TEXT FOR ANALYSIS:

┄┄┄┄┄┄┄┄┄┄

University library in Coimbra, Portugal

The University of Coimbra General Library (Portuguese: Biblioteca Geral da Universidade de Coimbra) is the central library system of the University of Coimbra in Coimbra, Portugal. The library includes the historic Biblioteca Joanina and the modern Edifício Novo ("New Building"), which together preserve millions of volumes and archival materials spanning numerous academic disciplines.

The origins of the library predate the permanent transfer of the university from Lisbon to Coimbra in 1537. Records from the early sixteenth century describe a university library known as the Livraria de Estudo ("Study Library"), with inventories from 1513 and 1532 documenting more than 120 manuscript volumes. Following the university's reestablishment in Coimbra in 1537, the library was reorganized for use by students and professors. University statutes issued during the sixteenth century expanded its opening hours and described it as a public library serving lecturers, students, and other users.

In the early eighteenth century, during the reign of King John V of Portugal, the university constructed the Biblioteca Joanina, one of the best-known examples of Baroque architecture in Portugal. Construction began in 1717 and was completed in 1728. The library was named in honor of King João V and became the university's principal library during the eighteenth and nineteenth centuries.

The Biblioteca Joanina is noted for its gilded woodwork, painted ceilings, decorative arches, and exotic woods imported from the Portuguese Empire. A portrait of King João V painted by Italian artist Domenico Duprà is displayed within the library. The library is also known for its long-standing use of bat colonies to help protect books from insects.

┄┄┄┄┄┄┄┄┄┄

RAW DATA:

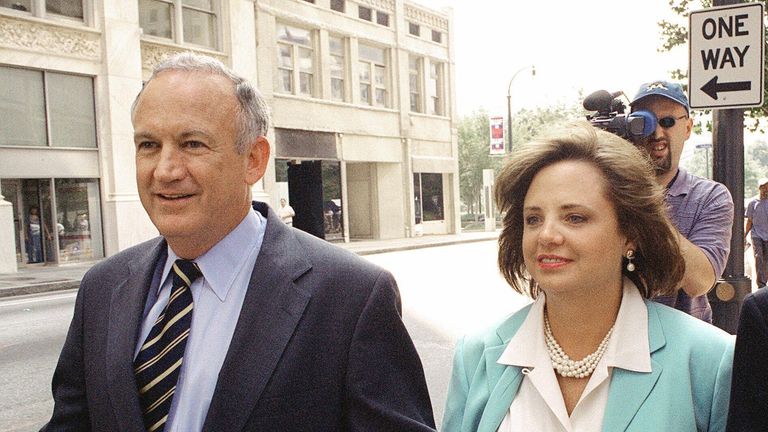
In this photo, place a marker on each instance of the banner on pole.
(497, 135)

┄┄┄┄┄┄┄┄┄┄

INSTRUCTIONS TO FOLLOW:
Write out the passage from the text on the Coimbra library word for word, beginning at "The origins of" and stopping after "and other users.". The listing is separate material, unrelated to the text on the Coimbra library.

SOLUTION FOR THIS TASK:
The origins of the library predate the permanent transfer of the university from Lisbon to Coimbra in 1537. Records from the early sixteenth century describe a university library known as the Livraria de Estudo ("Study Library"), with inventories from 1513 and 1532 documenting more than 120 manuscript volumes. Following the university's reestablishment in Coimbra in 1537, the library was reorganized for use by students and professors. University statutes issued during the sixteenth century expanded its opening hours and described it as a public library serving lecturers, students, and other users.